# [Task brief]
Copy the listing below verbatim, starting at the line with "Where can you spot the tree bark" and ending at the line with "column 336, row 129", both lines included.

- - -

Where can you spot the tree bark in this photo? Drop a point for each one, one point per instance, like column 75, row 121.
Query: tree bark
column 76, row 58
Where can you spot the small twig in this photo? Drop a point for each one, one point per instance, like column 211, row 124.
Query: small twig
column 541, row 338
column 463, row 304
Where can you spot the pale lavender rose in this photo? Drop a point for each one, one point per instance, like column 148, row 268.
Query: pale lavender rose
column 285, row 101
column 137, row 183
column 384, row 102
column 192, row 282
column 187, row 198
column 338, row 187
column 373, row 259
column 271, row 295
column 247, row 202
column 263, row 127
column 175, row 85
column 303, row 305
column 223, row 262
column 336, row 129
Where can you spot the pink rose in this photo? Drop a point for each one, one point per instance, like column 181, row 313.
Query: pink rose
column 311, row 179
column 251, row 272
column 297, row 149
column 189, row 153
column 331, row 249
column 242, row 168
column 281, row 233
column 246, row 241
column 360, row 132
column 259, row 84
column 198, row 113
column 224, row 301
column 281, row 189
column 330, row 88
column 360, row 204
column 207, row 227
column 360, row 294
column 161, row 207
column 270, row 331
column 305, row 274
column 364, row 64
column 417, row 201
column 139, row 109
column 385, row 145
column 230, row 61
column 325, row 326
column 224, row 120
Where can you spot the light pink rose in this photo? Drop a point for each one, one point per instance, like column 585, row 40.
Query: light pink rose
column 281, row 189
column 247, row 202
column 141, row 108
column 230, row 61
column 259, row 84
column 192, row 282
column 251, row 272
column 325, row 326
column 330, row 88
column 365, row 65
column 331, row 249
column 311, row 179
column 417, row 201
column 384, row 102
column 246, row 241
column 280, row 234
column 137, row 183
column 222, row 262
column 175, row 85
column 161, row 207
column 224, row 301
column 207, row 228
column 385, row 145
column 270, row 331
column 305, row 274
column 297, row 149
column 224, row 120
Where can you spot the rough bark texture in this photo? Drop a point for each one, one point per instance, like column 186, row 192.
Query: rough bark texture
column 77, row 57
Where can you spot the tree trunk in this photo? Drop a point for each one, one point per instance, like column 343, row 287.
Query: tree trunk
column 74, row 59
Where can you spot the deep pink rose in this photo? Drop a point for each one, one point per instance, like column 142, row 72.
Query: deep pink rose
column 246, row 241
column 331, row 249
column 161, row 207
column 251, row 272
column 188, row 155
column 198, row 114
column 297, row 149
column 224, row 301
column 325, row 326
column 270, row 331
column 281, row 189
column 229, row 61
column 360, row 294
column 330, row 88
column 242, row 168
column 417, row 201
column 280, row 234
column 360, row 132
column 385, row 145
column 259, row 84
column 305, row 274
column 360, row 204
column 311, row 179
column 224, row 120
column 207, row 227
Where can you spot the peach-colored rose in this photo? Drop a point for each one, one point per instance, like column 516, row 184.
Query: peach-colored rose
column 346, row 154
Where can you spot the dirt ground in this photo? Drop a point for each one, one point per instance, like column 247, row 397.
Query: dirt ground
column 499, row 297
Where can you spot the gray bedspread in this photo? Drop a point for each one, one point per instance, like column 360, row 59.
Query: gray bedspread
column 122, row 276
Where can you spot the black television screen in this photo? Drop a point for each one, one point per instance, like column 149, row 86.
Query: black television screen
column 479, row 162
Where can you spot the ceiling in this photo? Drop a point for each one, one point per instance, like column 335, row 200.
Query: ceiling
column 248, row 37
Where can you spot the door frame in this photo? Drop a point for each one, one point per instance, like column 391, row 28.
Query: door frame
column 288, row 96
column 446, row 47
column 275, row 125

- - -

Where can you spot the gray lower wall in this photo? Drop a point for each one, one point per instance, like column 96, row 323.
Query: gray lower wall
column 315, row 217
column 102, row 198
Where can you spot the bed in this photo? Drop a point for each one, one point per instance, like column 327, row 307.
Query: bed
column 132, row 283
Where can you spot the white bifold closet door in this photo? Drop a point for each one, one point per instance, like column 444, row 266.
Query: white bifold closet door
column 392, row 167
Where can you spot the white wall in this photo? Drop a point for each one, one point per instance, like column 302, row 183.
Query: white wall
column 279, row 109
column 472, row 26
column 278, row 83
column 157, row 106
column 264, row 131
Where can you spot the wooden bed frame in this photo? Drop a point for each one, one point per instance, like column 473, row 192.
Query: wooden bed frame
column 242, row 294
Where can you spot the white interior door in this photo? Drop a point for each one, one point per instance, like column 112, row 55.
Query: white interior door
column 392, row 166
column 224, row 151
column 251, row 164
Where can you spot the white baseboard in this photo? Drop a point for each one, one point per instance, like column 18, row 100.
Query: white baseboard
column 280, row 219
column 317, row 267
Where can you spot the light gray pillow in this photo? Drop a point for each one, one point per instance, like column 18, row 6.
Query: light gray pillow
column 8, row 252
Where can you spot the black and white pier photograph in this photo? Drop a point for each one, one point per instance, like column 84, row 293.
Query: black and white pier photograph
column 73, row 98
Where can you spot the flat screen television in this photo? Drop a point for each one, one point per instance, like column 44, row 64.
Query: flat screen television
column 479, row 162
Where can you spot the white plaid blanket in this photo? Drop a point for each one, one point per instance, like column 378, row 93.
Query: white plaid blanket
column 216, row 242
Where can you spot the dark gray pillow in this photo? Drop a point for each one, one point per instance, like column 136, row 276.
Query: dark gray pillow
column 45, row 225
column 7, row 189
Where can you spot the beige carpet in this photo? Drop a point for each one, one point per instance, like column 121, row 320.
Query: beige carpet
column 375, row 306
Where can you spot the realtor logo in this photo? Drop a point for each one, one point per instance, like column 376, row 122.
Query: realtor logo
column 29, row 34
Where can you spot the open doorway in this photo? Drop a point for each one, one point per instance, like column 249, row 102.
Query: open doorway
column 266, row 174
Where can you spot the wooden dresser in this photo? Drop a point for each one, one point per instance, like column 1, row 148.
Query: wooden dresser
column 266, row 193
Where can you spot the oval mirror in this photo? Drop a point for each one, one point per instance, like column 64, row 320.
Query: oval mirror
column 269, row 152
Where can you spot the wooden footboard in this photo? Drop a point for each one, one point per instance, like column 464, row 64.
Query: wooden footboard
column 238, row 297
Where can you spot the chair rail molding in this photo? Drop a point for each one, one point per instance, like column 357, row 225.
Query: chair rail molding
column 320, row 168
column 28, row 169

- - -

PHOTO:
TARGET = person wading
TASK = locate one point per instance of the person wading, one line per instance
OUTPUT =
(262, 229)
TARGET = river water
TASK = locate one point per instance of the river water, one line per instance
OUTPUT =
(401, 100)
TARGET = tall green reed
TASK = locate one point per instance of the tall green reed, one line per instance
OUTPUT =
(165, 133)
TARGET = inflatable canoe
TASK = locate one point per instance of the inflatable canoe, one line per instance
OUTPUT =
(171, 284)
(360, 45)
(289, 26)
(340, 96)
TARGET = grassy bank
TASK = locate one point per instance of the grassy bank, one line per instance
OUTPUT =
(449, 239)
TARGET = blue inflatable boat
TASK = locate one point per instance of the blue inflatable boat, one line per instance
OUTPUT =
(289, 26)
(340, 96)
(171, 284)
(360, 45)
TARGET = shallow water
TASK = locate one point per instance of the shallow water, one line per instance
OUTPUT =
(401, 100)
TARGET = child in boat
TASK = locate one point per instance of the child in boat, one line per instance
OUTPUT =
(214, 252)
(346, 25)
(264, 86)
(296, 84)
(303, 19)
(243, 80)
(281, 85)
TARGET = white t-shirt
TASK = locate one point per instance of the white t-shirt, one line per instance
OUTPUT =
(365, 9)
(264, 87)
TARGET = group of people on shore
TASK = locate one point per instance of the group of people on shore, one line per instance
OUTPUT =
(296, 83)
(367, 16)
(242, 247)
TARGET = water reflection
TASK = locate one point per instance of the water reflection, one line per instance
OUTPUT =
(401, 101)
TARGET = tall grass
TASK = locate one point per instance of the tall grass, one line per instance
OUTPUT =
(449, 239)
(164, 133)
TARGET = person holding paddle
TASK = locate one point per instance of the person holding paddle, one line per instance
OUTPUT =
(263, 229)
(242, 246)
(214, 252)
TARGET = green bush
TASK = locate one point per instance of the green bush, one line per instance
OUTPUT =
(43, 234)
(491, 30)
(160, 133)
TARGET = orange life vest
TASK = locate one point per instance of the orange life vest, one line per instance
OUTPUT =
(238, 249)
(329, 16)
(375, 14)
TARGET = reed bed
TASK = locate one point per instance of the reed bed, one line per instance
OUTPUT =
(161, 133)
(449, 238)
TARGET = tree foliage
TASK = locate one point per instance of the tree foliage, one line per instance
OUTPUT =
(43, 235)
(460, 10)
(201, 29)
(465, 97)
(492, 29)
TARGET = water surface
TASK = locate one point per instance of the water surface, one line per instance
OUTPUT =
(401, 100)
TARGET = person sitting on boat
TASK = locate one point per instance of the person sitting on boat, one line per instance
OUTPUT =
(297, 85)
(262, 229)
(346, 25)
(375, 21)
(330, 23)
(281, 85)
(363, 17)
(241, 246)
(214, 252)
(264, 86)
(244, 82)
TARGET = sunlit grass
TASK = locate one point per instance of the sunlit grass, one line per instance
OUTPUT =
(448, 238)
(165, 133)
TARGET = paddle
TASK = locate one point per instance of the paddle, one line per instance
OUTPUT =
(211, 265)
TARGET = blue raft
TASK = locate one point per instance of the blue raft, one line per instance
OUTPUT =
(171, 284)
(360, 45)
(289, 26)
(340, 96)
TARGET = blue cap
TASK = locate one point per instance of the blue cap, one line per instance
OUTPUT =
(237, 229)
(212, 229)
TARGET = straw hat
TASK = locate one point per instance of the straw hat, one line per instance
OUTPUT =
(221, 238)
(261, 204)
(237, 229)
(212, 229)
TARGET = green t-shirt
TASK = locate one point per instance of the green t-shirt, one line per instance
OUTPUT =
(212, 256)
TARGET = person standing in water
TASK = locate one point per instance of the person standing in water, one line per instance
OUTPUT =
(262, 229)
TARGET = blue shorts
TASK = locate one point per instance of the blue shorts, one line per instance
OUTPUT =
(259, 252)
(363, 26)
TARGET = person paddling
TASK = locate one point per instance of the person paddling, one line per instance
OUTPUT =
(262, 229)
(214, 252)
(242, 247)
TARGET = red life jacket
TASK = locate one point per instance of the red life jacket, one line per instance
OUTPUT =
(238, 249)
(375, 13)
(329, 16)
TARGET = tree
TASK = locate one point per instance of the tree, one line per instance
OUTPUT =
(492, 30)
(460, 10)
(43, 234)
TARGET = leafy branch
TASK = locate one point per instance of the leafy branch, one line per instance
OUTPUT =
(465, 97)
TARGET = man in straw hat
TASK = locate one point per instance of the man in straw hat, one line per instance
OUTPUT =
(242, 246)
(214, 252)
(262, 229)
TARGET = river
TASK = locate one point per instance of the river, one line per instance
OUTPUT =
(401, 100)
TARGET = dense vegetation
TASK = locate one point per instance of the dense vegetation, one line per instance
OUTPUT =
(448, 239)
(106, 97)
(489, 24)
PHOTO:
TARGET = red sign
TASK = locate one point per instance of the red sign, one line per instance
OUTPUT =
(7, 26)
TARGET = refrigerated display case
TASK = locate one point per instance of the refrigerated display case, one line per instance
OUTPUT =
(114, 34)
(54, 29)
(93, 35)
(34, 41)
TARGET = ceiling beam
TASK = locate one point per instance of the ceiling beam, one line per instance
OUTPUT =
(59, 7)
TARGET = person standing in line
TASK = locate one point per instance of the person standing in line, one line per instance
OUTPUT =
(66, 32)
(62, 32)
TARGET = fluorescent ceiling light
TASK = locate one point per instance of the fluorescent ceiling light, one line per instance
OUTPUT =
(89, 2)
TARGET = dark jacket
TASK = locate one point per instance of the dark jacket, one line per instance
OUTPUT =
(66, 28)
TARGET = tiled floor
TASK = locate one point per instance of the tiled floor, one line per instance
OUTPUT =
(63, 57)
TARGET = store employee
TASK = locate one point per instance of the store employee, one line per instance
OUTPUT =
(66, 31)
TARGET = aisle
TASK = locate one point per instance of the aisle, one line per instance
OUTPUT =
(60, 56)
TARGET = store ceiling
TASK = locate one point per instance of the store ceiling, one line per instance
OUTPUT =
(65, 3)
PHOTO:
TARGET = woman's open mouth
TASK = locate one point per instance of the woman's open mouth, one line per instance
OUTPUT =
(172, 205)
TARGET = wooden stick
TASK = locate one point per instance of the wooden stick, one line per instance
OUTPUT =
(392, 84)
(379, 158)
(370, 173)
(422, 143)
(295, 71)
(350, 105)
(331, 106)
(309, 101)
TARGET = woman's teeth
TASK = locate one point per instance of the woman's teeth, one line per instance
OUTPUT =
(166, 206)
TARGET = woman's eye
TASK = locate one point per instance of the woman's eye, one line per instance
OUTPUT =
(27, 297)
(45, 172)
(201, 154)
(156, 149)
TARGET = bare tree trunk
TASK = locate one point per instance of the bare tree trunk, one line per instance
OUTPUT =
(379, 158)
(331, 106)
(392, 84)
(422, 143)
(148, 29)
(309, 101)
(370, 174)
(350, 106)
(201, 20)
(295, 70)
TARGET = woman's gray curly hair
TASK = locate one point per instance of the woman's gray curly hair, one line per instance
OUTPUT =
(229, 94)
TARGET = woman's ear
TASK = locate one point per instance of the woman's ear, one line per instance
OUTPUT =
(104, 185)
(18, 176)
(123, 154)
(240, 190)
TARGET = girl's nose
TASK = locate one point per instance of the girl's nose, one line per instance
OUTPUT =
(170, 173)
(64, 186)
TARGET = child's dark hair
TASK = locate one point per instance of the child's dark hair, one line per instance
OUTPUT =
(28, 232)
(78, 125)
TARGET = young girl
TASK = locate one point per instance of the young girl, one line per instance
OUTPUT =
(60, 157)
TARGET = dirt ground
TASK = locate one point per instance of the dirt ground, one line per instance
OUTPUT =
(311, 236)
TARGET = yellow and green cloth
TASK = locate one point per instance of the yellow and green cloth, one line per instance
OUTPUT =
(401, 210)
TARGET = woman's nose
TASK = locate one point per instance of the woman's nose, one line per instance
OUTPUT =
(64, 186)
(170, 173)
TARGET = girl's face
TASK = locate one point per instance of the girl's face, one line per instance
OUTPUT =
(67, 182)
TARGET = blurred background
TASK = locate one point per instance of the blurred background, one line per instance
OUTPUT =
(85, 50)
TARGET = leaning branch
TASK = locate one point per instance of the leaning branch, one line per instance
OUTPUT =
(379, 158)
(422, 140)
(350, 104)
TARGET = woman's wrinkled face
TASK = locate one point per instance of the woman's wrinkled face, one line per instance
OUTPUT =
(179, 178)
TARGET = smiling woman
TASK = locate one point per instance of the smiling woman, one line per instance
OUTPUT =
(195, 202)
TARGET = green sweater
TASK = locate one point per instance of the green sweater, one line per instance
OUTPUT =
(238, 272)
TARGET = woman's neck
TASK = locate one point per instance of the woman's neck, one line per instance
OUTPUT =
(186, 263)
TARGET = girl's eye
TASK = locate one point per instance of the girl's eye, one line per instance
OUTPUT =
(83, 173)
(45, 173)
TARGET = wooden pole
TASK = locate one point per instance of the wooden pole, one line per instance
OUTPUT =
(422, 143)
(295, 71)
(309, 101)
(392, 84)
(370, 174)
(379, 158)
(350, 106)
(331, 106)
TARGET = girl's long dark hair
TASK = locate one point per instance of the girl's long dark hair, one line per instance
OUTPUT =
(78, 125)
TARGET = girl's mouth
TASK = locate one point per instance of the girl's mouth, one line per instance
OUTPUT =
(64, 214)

- - -

# [Exercise solution]
Where can you spot the tree bark in this photo? Drop a point for each one, one point per instance, like column 75, row 121.
Query: tree bark
column 76, row 58
Where can you spot the small twig in this photo? Drop a point for each one, one point per instance, like column 211, row 124.
Query: small twig
column 541, row 338
column 463, row 304
Where can you spot the pale lavender rose in this photo? Drop a point for each one, one point per instance, like column 148, row 268.
Query: pale lavender rose
column 285, row 101
column 137, row 183
column 384, row 102
column 192, row 282
column 187, row 198
column 338, row 187
column 373, row 259
column 271, row 295
column 247, row 202
column 263, row 127
column 175, row 85
column 303, row 305
column 223, row 262
column 336, row 129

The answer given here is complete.